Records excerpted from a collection
· · ·
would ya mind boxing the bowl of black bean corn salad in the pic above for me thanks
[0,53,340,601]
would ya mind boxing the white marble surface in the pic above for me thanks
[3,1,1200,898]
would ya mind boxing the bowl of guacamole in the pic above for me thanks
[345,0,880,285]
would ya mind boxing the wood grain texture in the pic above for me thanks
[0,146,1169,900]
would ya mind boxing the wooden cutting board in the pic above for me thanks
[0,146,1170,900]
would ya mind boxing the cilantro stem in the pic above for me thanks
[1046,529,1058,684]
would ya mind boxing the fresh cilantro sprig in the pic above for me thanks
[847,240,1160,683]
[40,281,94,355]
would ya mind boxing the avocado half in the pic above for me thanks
· · ·
PROBLEM >> Retype, exactly as shown, the lines from the one with "would ya mind boxing the fresh" through the end of the records.

YOUR RESPONSE >>
would ya mind boxing the fresh cilantro sprig in the pic above for me thanks
[847,240,1160,683]
[40,281,94,355]
would ya mind boxing the avocado half in the pic above for me thanks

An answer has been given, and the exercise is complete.